+++ PAGE EXTRACT

您的当前位置:首页 >> 名家专题 >> 方舟子 >> 英国《大学世界新闻》:中国大学未能解决剽窃问题
英国《大学世界新闻》:中国大学未能解决剽窃问题
时间:2010年05月19日 来源:
 

CHINA: Universities fail to tackle plagiarism
Yojana Sharma 
25 April 2010 
Issue: 121 



China's universities are failing to crack down on plagiarism despite an unprecedented education ministry circular sent to them a year ago making them responsible for investigating and dealing with rampant cheating.

A number of high-profile cases have only come to light thanks to outspoken campaigners such as Fang Shimin* with his popular literary New Threads website written under his pseudonym Fang Zhouzi and used to highlight academic fraud. 

Rather than being rooted out by the universities themselves, individuals report cases of plagiarism to online forums or the New Threads blog, which are then rigorously followed up and checked by Fang, a US-educated biochemist. 

But of more than 900 cases of academic corruption highlighted by Fang in recent years, just 20 have resulted in punishment by universities. Most involve students rather than academics, Fang said. 

The majority of plagiarism and fraud cases recently exposed have been in the sciences. But readers of a Chinese cultural magazine Granite Studio have been avidly following a major literary plagiarism case where Nanjing University literature professor Wang Binbin accused Professor Wang Hui at the prestigious Qinghua University in Beijing of stealing from other works without citation.

++++++

WHAT THE TASK ASKS: Write what comes next in the article on plagiarism at China's universities, starting right after its final paragraph. The entries that follow were drawn from a separate source.

+++ RECORDS SHOWN

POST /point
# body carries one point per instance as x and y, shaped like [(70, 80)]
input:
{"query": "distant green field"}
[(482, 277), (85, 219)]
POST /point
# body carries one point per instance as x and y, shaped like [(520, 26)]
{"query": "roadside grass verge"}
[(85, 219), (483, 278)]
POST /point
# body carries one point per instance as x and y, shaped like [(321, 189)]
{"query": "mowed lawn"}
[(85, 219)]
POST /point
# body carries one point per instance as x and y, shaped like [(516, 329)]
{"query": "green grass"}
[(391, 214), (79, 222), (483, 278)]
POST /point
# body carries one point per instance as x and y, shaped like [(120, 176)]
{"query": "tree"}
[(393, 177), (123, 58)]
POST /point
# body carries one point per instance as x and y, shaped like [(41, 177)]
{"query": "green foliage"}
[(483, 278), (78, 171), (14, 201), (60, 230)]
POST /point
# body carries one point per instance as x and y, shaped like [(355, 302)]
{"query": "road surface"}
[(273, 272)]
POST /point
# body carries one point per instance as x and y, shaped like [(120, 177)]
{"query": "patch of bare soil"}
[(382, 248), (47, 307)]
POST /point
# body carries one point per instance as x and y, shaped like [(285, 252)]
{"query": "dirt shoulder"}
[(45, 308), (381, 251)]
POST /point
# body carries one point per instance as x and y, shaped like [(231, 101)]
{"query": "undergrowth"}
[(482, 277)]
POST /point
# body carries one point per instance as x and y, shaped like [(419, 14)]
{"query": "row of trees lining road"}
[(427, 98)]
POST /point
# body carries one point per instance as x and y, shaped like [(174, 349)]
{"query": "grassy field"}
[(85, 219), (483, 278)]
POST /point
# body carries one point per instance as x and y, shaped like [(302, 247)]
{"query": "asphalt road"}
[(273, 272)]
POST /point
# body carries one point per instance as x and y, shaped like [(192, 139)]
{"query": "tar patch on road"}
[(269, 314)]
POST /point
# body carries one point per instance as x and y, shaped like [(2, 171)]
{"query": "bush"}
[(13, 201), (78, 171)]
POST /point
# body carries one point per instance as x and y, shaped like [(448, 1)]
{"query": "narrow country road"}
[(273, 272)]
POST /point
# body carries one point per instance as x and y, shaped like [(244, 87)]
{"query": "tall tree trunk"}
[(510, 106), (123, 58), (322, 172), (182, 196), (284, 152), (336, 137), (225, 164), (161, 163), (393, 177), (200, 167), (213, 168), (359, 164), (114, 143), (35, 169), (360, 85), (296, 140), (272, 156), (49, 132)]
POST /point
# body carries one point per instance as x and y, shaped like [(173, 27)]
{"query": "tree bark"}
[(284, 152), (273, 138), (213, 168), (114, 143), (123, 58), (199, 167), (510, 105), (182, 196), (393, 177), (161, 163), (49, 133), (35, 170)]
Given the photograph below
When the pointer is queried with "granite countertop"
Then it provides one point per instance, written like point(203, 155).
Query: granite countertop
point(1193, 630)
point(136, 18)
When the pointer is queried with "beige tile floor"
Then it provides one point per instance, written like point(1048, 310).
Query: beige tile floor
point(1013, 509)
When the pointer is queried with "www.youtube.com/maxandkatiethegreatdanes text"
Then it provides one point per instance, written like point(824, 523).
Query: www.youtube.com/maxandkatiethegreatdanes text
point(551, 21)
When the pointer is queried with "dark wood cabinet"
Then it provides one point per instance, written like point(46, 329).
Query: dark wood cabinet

++++++

OUTPUT BELOW:
Academics say that what is interesting about this case is that the spat was brought into the open by Wang Binbin himself, rather than being by bloggers and other whistleblowers on the internet. 

According to the Nandu Times, a daily newspaper which broke the story, actual instances of criticising someone by name are rarely seen.

The accusation relate to Wang Hui's dissertation on the classic Chinese literary giant Lu Xun, published while he was a doctoral student at Nanjing University in 1985 and later published as a book. This indicates that the decades-old dispute is being allowed into the open by the authorities to test how far to allow plagiarism accusations to be aired without jeopardising a university's reputation. 

The Wang Binbin vs Wang Hui dispute is seen as a test case, in part because it does not relate to high-profile scientific research that has the potential to undermine China's international standing.

Even so, in an indication of the sensitive nature of plagiarism accusations against academics, Nandu Times reporters found that some posts on the dispute in internet forums had been deleted and replaced with a message that was clearly intended to mislead: "Academic circles have already clarified this issue," unofficial translations from the newspaper widely circulating on the internet state. 

Another unusual aspect of the Wang vs Wang case is that other academics have openly weighed in to side with one or other of the two academics involved.

Zhao Zhinghua, a professor at a state-run think-tank, the Chinese Academy of Social Sciences, was quoted as claiming that Wang Binbin's examples of supposed plagiarism were "quotations with non-standard citations". 

"That is a problem of technique, not a moral question of plagiarism," Zhao said.

The Chinese Academy of Social Sciences recently told the Nandu Times that it "often encounters cases of plagiarism".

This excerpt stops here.